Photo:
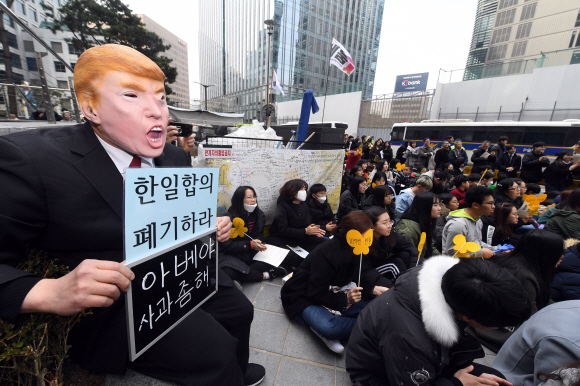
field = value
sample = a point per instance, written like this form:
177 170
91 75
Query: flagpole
326 82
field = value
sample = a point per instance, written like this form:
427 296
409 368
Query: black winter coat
290 222
238 253
481 163
330 264
505 162
390 346
532 167
566 283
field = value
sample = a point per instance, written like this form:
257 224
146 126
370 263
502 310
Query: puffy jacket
459 222
532 167
566 282
409 336
565 223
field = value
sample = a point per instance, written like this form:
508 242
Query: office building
516 36
234 41
177 52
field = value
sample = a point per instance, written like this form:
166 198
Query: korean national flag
276 85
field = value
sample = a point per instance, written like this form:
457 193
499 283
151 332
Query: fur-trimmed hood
438 318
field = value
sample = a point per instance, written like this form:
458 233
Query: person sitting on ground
542 345
533 263
442 155
352 198
406 197
473 179
325 290
483 158
448 204
440 180
391 253
382 197
498 229
564 222
559 175
292 223
509 163
461 185
533 163
235 255
552 208
458 157
413 334
566 283
320 210
421 217
479 202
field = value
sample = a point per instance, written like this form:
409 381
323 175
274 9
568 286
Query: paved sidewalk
291 353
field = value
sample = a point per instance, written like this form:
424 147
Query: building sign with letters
170 245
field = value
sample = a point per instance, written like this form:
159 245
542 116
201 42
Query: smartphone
183 129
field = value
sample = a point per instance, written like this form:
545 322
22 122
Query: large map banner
266 170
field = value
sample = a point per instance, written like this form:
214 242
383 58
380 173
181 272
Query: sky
417 36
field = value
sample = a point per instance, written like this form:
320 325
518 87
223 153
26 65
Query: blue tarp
308 102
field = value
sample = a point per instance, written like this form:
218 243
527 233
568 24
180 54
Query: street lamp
270 25
205 86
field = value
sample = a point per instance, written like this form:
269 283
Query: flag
340 57
276 85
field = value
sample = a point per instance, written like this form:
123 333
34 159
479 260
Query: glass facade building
234 44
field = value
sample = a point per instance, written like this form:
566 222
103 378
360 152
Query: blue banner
411 82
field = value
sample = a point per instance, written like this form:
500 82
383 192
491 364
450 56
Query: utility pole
205 86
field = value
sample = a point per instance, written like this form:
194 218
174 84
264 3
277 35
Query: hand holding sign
463 247
360 244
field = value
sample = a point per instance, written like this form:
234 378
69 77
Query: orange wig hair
96 62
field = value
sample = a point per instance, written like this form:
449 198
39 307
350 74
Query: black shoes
277 272
255 374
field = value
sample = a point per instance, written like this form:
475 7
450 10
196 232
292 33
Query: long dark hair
237 208
500 215
420 212
540 250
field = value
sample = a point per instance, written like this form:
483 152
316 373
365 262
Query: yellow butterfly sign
463 247
359 242
238 228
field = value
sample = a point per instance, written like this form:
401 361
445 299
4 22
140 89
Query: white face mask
250 208
301 195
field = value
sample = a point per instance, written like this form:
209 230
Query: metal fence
230 142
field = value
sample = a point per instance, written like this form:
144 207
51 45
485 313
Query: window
31 64
16 61
497 53
20 7
12 42
57 47
506 17
524 31
59 67
507 3
519 49
28 46
501 35
73 50
528 11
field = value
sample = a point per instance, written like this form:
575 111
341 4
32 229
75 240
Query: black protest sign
168 286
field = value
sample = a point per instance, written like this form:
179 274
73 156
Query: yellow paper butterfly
422 243
238 228
463 247
359 242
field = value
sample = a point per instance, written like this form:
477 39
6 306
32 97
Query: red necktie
135 162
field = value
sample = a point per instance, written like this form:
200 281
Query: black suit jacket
61 192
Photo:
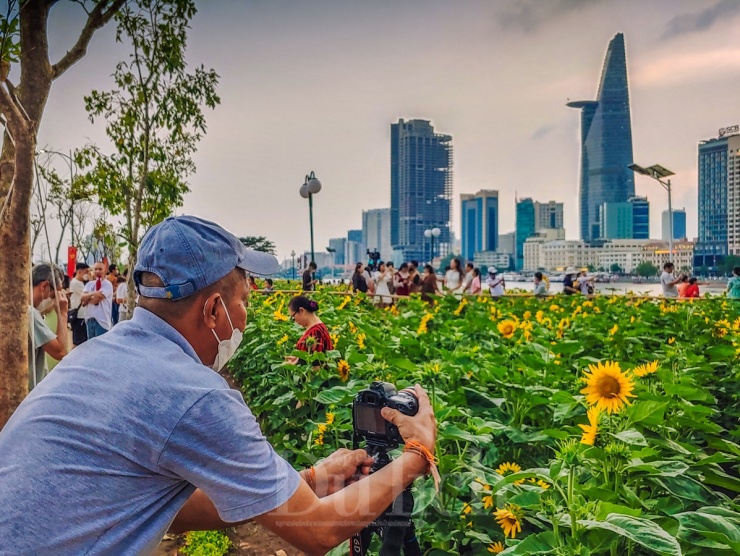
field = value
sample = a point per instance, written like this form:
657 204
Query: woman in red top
316 338
692 290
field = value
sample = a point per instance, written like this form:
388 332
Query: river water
619 288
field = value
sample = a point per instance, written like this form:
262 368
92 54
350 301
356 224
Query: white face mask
46 305
226 348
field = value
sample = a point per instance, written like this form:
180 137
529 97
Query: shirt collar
147 320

Task details ->
Exact copies of the entries above are needed, without their pictures.

Answer to this task ->
Photo:
field = value
sample = a point per instance, written like this form:
177 170
91 75
Query: flagpole
326 82
field = value
sample = a point per instance, written like this form:
427 296
409 368
Query: black winter coat
290 222
238 253
481 163
330 264
505 162
390 346
532 167
566 283
field = value
sample = a point per instance, written like this form:
257 224
146 126
370 263
502 310
Query: puffy jacket
459 222
532 167
566 282
409 336
565 223
field = value
sample = a point per instance, written like this form:
508 242
Query: office building
516 36
234 41
177 52
field = value
sample = a point per instance, written like this form:
166 198
Query: korean national flag
276 85
field = value
sample = a point per instance, written like this form:
457 193
499 283
151 332
Query: fur-trimmed hood
438 318
field = value
sample = a point per instance, written like this form:
458 233
Query: person sitting on ground
542 345
533 263
442 155
352 198
406 197
473 179
325 290
483 158
448 204
440 180
391 253
382 197
498 229
564 222
559 175
292 223
509 163
461 185
533 163
235 255
552 208
458 157
413 334
566 283
320 210
421 217
479 202
field = value
sample = a point per instance, written like this form:
409 381
323 175
274 9
568 286
Query: paved sidewalk
291 353
field = value
sample = a point per instance, written like this form:
424 147
Query: building sign with letters
170 245
field = value
sample = a point per instance, written like this form:
159 245
542 116
201 42
Query: smartphone
183 129
field = value
sample = a point per instance, written like this form:
545 322
22 122
Query: large map banner
266 170
field = value
sample = a point per instance, written like this form:
214 242
383 58
380 173
181 272
Query: sky
417 36
field = value
sample = a point per instance, written like this form:
320 325
518 87
223 153
26 65
Query: blue tarp
308 102
field = value
sample = a point per instance, written like this form:
218 243
527 233
568 24
180 54
Query: street lamp
270 25
205 86
field = value
sample = a point per instance, written like this form:
269 283
Query: flag
340 57
276 85
field = value
sample = a point per instance, written like this form:
123 333
34 159
479 260
Query: glass facade building
234 44
field = value
sample = a point per instance, written like this form:
566 222
103 378
360 152
Query: blue banner
411 82
field = value
sample = a point per instance, written like this form:
500 82
383 192
491 364
450 56
Query: utility pole
205 86
field = value
sample = a point per instance, written like this form:
194 218
174 84
264 3
277 35
Query: hand holding sign
463 247
360 244
field = value
sample = a point per instance, written like this form:
234 378
69 77
Query: orange wig hair
96 62
field = value
sample = a point per instance, written like this form:
449 198
39 307
350 74
Query: black shoes
277 272
255 374
field = value
sample = a point per instance, written like this form:
475 7
450 10
196 232
292 33
Query: long dark hair
237 208
500 215
420 212
540 250
field = value
sample = a point per instance, written like this form:
483 152
316 373
365 262
Query: yellow butterfly sign
463 247
359 242
238 228
field = value
sample = a point per instance, written like this form:
401 361
445 299
4 22
140 89
Query: white face mask
250 208
301 195
field = value
sample = a point per instance, written like this form:
209 230
Query: metal fence
230 142
field = value
sample = a point per instance, written like this form:
144 207
51 45
485 313
Query: window
31 64
16 61
497 53
20 7
12 42
57 47
506 17
524 31
59 67
507 3
519 49
28 46
501 35
73 50
528 11
field = value
sample = a point per instance, written like this form:
575 111
341 4
32 229
75 240
Query: black protest sign
168 286
field = value
sample = a point per instance, written like this form:
179 274
73 156
Query: yellow paper butterfly
422 243
238 228
463 247
359 242
field = value
sample = a point per instance, written like this form:
477 39
6 306
32 97
Query: red necktie
135 162
field = value
sample = a point per instance, written like this form:
200 281
Query: black suit jacket
61 192
Photo:
field = value
sample = a point per instance, written like this form:
657 204
Query: woman in red top
316 338
692 290
field = value
sample = a point per instance, written like this form:
388 332
Query: river water
619 288
field = value
sample = a point per instance, written like this form:
262 368
92 54
350 301
356 224
Query: white face mask
46 305
226 348
field = value
sample = a point per instance, written like this form:
180 137
529 97
Query: shirt collar
147 320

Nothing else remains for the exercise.